**What needs to be done:** Copy the material below word for word, leaving the pictures out of your answer.
□ □ □
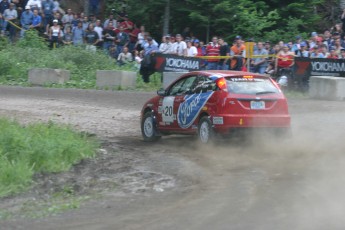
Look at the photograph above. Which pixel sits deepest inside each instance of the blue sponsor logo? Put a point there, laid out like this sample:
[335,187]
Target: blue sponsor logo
[190,108]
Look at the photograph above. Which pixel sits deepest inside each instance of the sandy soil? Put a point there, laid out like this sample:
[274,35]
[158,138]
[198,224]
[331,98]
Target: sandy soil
[257,183]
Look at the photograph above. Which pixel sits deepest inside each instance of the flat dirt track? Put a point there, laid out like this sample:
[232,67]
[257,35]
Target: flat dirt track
□ □ □
**Finished exercise:**
Look at the photograph above. Which pixel sits deepest inside each instance of the blue sponsor logo? Put a point there, laid out like this sample:
[335,187]
Target: blue sponsor logo
[190,108]
Look at the photograph above. Which pixel sits deepest inside each instance of the sandy soil? Put a point there, laid out like this sample:
[274,35]
[158,138]
[198,224]
[331,98]
Target: sandy soil
[257,183]
Look at the photograph above. Which pixel sits deepest inside each instance of the flat dirt track? Put a point there, laid out like this sample:
[232,67]
[257,35]
Target: flat dirt track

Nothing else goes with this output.